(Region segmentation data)
•••
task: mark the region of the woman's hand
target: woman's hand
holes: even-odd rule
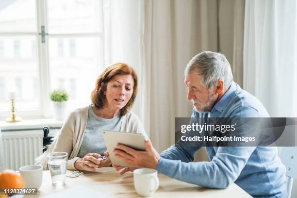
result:
[[[106,159],[102,161],[100,161],[100,164],[99,165],[99,168],[102,167],[108,167],[111,165],[112,163],[110,160],[110,157],[109,157],[109,153],[108,151],[106,150],[103,154],[103,155],[106,157]]]
[[[102,163],[97,159],[100,157],[101,155],[98,153],[88,153],[82,158],[79,159],[75,161],[74,167],[80,171],[96,171],[96,169],[95,168],[99,167],[99,165]]]

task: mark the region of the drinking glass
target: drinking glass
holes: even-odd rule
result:
[[[67,160],[68,153],[65,152],[54,152],[48,156],[52,185],[65,184]]]

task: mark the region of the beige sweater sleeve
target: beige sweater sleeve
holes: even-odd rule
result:
[[[75,122],[74,113],[71,113],[61,130],[57,142],[53,149],[53,152],[66,152],[68,153],[68,157],[69,157],[70,153],[72,152]],[[75,170],[74,163],[79,158],[76,157],[68,160],[67,162],[67,169]]]

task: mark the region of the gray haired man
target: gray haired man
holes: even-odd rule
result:
[[[233,81],[224,55],[201,52],[190,61],[184,74],[187,98],[194,106],[192,117],[269,117],[261,102]],[[118,145],[114,152],[137,167],[155,168],[200,186],[226,188],[234,182],[254,197],[287,197],[285,167],[275,147],[207,147],[210,162],[193,162],[202,145],[187,147],[178,142],[160,155],[149,140],[146,145],[146,151]],[[116,166],[121,174],[132,169]]]

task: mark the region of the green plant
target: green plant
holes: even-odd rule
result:
[[[68,100],[68,94],[63,89],[55,89],[50,95],[50,100],[56,102]]]

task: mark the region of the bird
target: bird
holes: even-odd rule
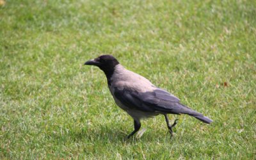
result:
[[[170,125],[168,114],[185,114],[205,123],[212,120],[181,104],[180,99],[168,92],[154,85],[145,77],[125,68],[112,55],[101,55],[84,63],[98,67],[106,75],[108,86],[115,103],[134,120],[134,131],[127,138],[141,128],[141,120],[159,115],[164,116],[171,136],[178,119]]]

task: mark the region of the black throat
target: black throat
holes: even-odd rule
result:
[[[115,72],[115,67],[116,65],[118,65],[119,63],[116,61],[115,63],[112,63],[111,64],[109,64],[107,66],[100,66],[99,68],[104,72],[106,77],[107,77],[108,80],[108,84],[111,86],[111,78],[114,74]]]

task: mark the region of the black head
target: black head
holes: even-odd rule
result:
[[[119,62],[112,55],[102,55],[85,62],[86,65],[95,65],[104,72],[108,78],[112,76],[115,70],[115,67]]]

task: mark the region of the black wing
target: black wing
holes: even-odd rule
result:
[[[115,88],[116,98],[127,107],[146,112],[198,115],[198,113],[179,103],[180,100],[168,92],[157,88],[152,92],[138,92]]]

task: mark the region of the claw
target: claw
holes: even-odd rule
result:
[[[174,127],[174,126],[176,125],[177,124],[177,121],[178,121],[179,119],[176,119],[175,120],[174,120],[174,123],[172,125],[172,127]]]

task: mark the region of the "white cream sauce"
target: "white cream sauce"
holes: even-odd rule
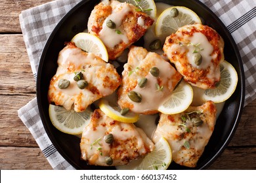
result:
[[[203,33],[197,32],[189,38],[189,42],[192,44],[187,46],[188,52],[186,54],[189,63],[199,69],[205,69],[212,64],[213,57],[211,56],[213,51],[213,46],[208,41],[207,38]],[[198,45],[198,46],[194,46]],[[198,66],[193,60],[194,51],[198,51],[201,54],[203,61],[200,65]]]
[[[172,76],[175,74],[175,69],[171,65],[162,59],[156,58],[155,66],[160,70],[158,77],[152,76],[150,73],[146,75],[148,82],[144,88],[138,85],[132,91],[137,92],[142,95],[140,103],[131,101],[133,105],[133,111],[138,113],[146,112],[148,111],[157,110],[166,98],[171,94],[172,88]],[[161,90],[158,89],[158,78],[161,79],[160,87],[163,86]]]
[[[121,29],[121,25],[125,16],[132,10],[130,5],[128,3],[119,3],[116,1],[112,1],[112,14],[104,20],[103,23],[102,29],[99,33],[99,37],[104,44],[108,47],[114,48],[114,46],[121,41],[127,44],[129,40],[125,33],[122,33],[123,30]],[[116,5],[115,5],[116,4]],[[116,24],[116,27],[115,29],[110,29],[106,25],[108,21],[111,20]],[[116,31],[121,31],[121,33],[117,33]]]
[[[162,3],[156,3],[156,7],[157,7],[157,16],[155,18],[155,20],[156,21],[158,17],[160,16],[160,14],[166,8],[171,7],[171,5]],[[155,52],[159,54],[163,54],[162,50],[151,50],[149,48],[149,45],[150,42],[152,42],[153,41],[156,40],[156,39],[159,39],[161,41],[162,44],[164,42],[165,40],[165,37],[156,37],[155,34],[155,26],[156,26],[156,21],[147,31],[146,33],[144,36],[144,47],[146,48],[148,50],[151,52]],[[190,40],[188,40],[188,41],[190,41],[191,42],[196,44],[198,43],[200,43],[199,44],[199,47],[203,48],[203,50],[200,50],[200,54],[203,56],[203,61],[204,63],[203,65],[202,65],[200,67],[202,68],[205,68],[207,66],[209,66],[210,63],[210,59],[212,58],[215,58],[215,56],[211,56],[211,54],[212,53],[212,51],[213,50],[213,46],[211,45],[209,45],[209,41],[207,40],[207,38],[205,35],[203,34],[202,35],[197,35],[196,34],[195,36],[192,37]],[[180,45],[177,44],[175,46],[179,47],[180,49],[184,49],[182,48],[181,48]],[[194,46],[193,46],[194,47]],[[189,53],[188,54],[190,56],[192,52],[194,52],[194,49],[193,49],[192,46],[189,47]],[[191,61],[191,60],[190,60]],[[191,61],[192,63],[192,61]],[[197,67],[197,65],[194,65],[194,63],[193,65],[194,67]],[[192,103],[192,106],[200,106],[204,103],[204,101],[202,99],[201,96],[202,95],[202,93],[203,93],[204,90],[203,89],[199,88],[198,87],[192,86],[193,91],[194,91],[194,98],[193,101]],[[139,90],[138,90],[139,91]],[[221,103],[216,103],[216,107],[217,107],[217,115],[216,115],[216,119],[219,117],[219,114],[221,114],[223,108],[224,107],[224,102]],[[156,118],[157,117],[157,115],[140,115],[140,120],[138,122],[135,123],[135,125],[138,127],[140,127],[147,135],[147,136],[151,139],[154,142],[156,142],[161,137],[161,135],[160,134],[156,134],[156,124],[155,123]],[[166,131],[171,133],[171,131],[173,130],[168,129],[168,127],[167,127]],[[205,138],[207,138],[209,134],[211,134],[211,131],[209,131],[208,129],[207,125],[204,124],[201,127],[198,128],[198,137],[205,137]],[[173,131],[173,133],[177,133],[177,131]],[[153,138],[153,135],[154,135],[154,137]],[[202,147],[202,144],[204,143],[203,142],[203,139],[200,139],[198,138],[197,139],[197,142],[196,141],[190,141],[190,146],[193,146],[197,149],[200,149]],[[184,141],[172,141],[171,143],[171,148],[172,150],[175,150],[175,152],[173,151],[173,153],[175,153],[177,152],[178,150],[181,149],[181,148],[184,145],[185,140]],[[135,161],[131,161],[129,164],[124,166],[119,166],[116,167],[117,169],[135,169],[138,165],[141,162],[141,159],[137,159]]]
[[[155,22],[154,22],[153,25],[148,29],[146,34],[144,35],[144,48],[147,49],[148,51],[154,52],[158,53],[160,55],[161,55],[163,53],[161,49],[158,50],[152,50],[149,48],[149,46],[152,41],[158,39],[161,41],[162,44],[163,44],[163,43],[165,42],[165,38],[166,38],[165,36],[157,37],[155,33],[156,22],[156,20],[158,20],[158,18],[161,14],[161,13],[163,11],[164,11],[165,9],[172,6],[163,3],[156,3],[156,7],[157,8],[157,11],[156,11],[157,14],[156,18],[154,18]]]
[[[71,69],[75,72],[84,71],[82,71],[83,78],[89,84],[96,86],[102,95],[106,95],[112,92],[110,88],[104,87],[102,80],[95,76],[95,73],[97,73],[98,69],[104,67],[107,69],[112,65],[99,60],[94,54],[85,54],[79,48],[68,48],[60,52],[58,63],[59,66],[56,75],[60,76],[54,84],[54,88],[57,92],[70,96],[79,95],[81,92],[87,97],[93,95],[89,90],[80,90],[77,86],[76,82],[74,80],[75,73],[70,73],[69,69]],[[107,73],[101,73],[101,75],[107,75]],[[60,89],[58,87],[58,80],[60,78],[70,80],[70,84],[68,88]]]
[[[145,22],[144,22],[144,20],[141,16],[139,17],[138,18],[138,25],[141,27],[145,25]]]

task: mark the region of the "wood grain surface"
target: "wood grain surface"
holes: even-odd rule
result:
[[[52,169],[17,110],[35,97],[21,33],[22,10],[50,0],[0,2],[0,169]],[[209,169],[256,169],[256,100],[244,108],[228,146]]]

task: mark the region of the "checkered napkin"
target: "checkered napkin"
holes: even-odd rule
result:
[[[256,1],[251,0],[200,0],[226,25],[235,40],[245,75],[245,105],[256,98]],[[57,0],[22,11],[20,25],[36,78],[39,58],[51,31],[60,20],[81,0]],[[43,154],[54,169],[74,169],[56,151],[43,128],[36,99],[18,111]]]

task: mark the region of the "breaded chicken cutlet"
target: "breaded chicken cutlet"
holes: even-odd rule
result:
[[[224,41],[214,29],[196,24],[167,37],[163,50],[186,82],[209,89],[220,81],[223,48]]]
[[[67,43],[60,52],[57,62],[48,99],[67,110],[74,107],[76,112],[85,110],[96,100],[112,93],[121,84],[121,77],[113,65],[73,42]]]
[[[133,124],[116,121],[96,109],[83,131],[80,148],[89,165],[116,166],[145,156],[154,144]]]
[[[105,0],[91,12],[88,20],[89,33],[102,41],[110,59],[116,59],[153,24],[153,19],[137,9],[131,4]]]
[[[214,103],[207,101],[180,114],[161,114],[153,141],[163,137],[171,146],[175,163],[195,167],[213,133],[216,110]]]
[[[181,78],[161,56],[132,46],[122,73],[117,103],[121,108],[129,108],[137,113],[157,113]]]

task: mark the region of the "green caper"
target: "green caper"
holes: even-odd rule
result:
•••
Convert only the entries from the line containing "task: mark the region of the gray haired man" down to the line containing "[[[68,100],[68,94],[63,89],[55,89],[50,95],[50,100],[56,102]]]" into a two-column CSV headed "prompt" and "polygon". Give one row per entry, with its request text under "prompt" and its answer under "polygon", each in a single quoted field with line breaks replaced by spaces.

**Output of the exercise**
prompt,polygon
"task: mark the region of the gray haired man target: gray haired man holes: even-odd rule result:","[[[233,81],[224,55],[201,52],[190,61],[184,74],[187,98],[194,106],[192,117],[269,117],[261,102]],[[118,145],[114,152],[137,167],[155,168],[200,186],[226,188],[234,182],[254,197],[287,197],[285,167],[275,147],[207,147],[210,162],[193,162],[202,145],[187,147],[178,142],[160,155],[149,140],[146,145],[146,151]],[[116,166],[121,174],[132,169]]]"
"task: mark the region of the green plant target: green plant holes: even-odd rule result:","[[[68,100],[68,94],[63,89],[55,89],[50,95],[50,100],[56,102]]]"